Exercise directions:
Search each line of the data for the word "clicks"; copy every line where it is found.

Provided data:
BEGIN

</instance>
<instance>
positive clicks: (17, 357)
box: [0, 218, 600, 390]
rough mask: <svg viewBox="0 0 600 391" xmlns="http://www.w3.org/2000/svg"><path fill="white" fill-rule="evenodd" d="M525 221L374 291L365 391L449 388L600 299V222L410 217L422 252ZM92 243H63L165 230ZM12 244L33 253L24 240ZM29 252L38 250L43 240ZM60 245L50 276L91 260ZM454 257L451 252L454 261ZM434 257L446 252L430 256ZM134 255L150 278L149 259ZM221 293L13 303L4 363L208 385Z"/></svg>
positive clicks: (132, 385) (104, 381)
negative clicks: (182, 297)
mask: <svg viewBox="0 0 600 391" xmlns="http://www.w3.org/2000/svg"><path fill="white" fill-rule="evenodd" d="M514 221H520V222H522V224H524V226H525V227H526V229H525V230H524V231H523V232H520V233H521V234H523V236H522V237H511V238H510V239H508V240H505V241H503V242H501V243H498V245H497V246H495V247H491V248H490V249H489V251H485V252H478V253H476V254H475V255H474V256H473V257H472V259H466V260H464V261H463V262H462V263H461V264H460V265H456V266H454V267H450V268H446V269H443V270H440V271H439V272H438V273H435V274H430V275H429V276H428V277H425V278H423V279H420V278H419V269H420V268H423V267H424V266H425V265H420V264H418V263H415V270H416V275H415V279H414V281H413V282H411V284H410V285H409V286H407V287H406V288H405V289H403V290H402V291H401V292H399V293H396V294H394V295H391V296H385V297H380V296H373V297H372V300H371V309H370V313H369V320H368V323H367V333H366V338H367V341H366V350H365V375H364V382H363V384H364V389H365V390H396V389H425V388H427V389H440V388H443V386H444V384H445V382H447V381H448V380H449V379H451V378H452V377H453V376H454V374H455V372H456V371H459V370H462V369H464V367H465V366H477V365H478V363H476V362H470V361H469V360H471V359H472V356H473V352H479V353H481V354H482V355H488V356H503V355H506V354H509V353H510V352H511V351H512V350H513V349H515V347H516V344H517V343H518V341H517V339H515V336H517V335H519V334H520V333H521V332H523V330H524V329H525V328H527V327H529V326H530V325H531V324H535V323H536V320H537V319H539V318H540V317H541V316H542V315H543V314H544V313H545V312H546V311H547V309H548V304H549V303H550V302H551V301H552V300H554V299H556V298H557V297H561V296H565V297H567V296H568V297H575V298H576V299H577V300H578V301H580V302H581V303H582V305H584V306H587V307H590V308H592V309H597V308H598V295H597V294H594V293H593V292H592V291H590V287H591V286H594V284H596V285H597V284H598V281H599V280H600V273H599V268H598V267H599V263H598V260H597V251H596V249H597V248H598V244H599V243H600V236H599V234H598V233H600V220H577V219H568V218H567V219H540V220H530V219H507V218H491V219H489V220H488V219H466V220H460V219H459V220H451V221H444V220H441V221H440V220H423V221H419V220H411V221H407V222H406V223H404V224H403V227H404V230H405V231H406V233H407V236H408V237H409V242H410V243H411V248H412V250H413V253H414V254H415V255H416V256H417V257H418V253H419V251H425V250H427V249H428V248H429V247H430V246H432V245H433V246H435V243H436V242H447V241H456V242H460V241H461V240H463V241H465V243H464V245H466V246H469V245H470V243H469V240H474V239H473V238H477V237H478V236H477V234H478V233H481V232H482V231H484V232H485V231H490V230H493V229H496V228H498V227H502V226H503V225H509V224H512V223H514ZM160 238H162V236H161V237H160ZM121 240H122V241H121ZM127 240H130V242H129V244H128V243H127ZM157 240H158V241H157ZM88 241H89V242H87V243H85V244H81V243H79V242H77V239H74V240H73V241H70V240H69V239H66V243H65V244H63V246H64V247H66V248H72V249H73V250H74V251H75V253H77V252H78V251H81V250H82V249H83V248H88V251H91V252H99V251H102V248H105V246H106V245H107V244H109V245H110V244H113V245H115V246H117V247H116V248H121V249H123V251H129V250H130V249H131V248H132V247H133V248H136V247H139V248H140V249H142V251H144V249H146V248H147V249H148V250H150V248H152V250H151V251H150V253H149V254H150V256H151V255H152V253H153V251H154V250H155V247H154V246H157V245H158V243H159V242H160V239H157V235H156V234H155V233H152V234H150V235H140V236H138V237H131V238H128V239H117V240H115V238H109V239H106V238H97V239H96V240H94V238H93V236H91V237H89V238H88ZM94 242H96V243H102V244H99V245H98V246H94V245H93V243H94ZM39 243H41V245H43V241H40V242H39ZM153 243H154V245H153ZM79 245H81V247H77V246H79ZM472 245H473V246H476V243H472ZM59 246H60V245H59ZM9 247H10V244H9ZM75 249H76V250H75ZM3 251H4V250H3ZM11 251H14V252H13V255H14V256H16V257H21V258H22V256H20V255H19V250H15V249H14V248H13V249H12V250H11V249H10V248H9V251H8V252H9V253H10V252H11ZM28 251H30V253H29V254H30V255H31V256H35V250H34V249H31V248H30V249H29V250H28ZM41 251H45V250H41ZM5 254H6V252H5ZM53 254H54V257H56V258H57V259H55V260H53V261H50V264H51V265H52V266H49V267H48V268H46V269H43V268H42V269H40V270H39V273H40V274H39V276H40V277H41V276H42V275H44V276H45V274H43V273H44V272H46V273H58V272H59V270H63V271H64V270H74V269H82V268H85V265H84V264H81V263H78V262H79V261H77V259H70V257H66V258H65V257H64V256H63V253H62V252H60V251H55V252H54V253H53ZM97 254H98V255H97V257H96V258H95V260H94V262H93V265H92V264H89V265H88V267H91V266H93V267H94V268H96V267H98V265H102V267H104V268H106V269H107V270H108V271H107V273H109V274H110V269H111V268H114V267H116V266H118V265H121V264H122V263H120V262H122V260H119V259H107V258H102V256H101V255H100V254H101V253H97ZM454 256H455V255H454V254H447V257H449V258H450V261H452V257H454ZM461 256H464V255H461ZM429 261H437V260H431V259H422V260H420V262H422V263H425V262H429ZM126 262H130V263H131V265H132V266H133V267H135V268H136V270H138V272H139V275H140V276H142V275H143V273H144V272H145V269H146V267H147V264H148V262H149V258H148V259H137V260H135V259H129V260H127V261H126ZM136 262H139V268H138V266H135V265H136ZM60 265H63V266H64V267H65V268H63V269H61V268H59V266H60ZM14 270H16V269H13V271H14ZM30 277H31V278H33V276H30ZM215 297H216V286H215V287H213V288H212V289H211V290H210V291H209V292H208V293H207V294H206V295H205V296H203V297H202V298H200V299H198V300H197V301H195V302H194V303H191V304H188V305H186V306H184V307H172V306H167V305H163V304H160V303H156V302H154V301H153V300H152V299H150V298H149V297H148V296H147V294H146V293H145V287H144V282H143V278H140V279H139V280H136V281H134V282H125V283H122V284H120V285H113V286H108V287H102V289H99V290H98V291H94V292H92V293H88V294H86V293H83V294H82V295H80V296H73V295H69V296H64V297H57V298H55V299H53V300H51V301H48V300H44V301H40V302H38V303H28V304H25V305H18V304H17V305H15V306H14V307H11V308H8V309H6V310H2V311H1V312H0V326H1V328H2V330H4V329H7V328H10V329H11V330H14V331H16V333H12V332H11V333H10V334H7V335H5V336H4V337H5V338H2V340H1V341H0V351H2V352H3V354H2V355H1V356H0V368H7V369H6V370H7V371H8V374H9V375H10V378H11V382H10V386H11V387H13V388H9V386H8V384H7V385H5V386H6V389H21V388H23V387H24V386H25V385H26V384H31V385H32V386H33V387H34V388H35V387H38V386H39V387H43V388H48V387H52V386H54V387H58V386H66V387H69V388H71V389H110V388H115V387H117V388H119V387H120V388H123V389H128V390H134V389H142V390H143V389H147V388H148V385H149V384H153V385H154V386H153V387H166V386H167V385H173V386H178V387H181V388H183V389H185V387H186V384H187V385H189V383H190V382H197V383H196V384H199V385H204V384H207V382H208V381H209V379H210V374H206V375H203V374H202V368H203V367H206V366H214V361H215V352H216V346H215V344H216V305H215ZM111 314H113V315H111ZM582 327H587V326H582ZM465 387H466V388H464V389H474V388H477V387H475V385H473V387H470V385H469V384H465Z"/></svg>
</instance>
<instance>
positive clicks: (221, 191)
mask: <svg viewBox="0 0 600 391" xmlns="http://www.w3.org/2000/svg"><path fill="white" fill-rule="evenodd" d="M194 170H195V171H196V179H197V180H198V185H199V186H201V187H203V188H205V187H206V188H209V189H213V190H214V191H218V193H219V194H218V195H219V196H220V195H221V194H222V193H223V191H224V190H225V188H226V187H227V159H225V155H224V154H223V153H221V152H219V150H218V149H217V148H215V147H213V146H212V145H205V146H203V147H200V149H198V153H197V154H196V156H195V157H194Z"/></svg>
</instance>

END

Solution:
positive clicks: (17, 357)
positive clicks: (132, 385) (104, 381)
negative clicks: (182, 297)
positive clicks: (221, 191)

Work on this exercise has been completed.